# [The data]
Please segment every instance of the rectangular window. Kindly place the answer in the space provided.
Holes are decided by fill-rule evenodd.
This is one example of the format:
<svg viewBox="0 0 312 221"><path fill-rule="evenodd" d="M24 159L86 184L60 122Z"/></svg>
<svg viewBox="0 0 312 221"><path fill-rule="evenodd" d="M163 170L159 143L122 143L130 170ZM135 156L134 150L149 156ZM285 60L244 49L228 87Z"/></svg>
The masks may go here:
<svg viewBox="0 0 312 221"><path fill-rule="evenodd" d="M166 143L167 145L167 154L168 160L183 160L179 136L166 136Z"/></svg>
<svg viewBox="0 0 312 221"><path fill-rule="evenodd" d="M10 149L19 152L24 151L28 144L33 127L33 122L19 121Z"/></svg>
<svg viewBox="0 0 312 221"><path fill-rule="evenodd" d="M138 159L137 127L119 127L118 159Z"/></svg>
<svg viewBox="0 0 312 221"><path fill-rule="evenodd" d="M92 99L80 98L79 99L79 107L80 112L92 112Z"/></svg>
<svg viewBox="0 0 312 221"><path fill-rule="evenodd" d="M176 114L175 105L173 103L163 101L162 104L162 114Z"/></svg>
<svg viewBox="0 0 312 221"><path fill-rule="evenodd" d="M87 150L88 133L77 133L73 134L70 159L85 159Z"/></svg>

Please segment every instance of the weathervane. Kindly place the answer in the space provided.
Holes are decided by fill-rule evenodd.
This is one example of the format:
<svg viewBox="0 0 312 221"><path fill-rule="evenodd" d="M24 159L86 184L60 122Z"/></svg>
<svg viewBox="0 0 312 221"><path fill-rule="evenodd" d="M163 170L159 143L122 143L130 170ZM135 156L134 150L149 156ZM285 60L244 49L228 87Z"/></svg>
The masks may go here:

# [Written instruction]
Can you put each line of the items above into a numbered list, leaving out any blank lines?

# [Result]
1. Please segment every instance of the rectangular window. Kindly place the answer in the space provided.
2. Holes are decided by fill-rule evenodd.
3. This is one example of the format:
4. <svg viewBox="0 0 312 221"><path fill-rule="evenodd" d="M24 159L86 184L60 122Z"/></svg>
5. <svg viewBox="0 0 312 221"><path fill-rule="evenodd" d="M163 170L159 143L122 143L130 170ZM135 156L134 150L149 156ZM285 60L244 49L228 87Z"/></svg>
6. The masks may go here:
7. <svg viewBox="0 0 312 221"><path fill-rule="evenodd" d="M166 143L167 145L167 154L168 160L183 160L179 136L166 136Z"/></svg>
8. <svg viewBox="0 0 312 221"><path fill-rule="evenodd" d="M10 149L19 152L24 151L28 144L33 127L33 122L19 121Z"/></svg>
9. <svg viewBox="0 0 312 221"><path fill-rule="evenodd" d="M138 159L137 127L119 127L118 159Z"/></svg>
10. <svg viewBox="0 0 312 221"><path fill-rule="evenodd" d="M92 99L80 98L79 99L79 107L80 112L92 112Z"/></svg>
11. <svg viewBox="0 0 312 221"><path fill-rule="evenodd" d="M176 114L175 105L173 103L163 101L162 104L162 114Z"/></svg>
12. <svg viewBox="0 0 312 221"><path fill-rule="evenodd" d="M87 150L88 133L77 133L73 134L70 159L85 159Z"/></svg>
13. Please segment every instance of the weathervane. Kindly place the answer in the space provided.
14. Holes are decided by fill-rule evenodd.
15. This is one example of the format:
16. <svg viewBox="0 0 312 221"><path fill-rule="evenodd" d="M24 159L86 184L60 122Z"/></svg>
17. <svg viewBox="0 0 312 221"><path fill-rule="evenodd" d="M163 170L159 143L122 143L130 170ZM135 156L134 150L149 156ZM285 60L244 49L228 87Z"/></svg>
18. The masks may go here:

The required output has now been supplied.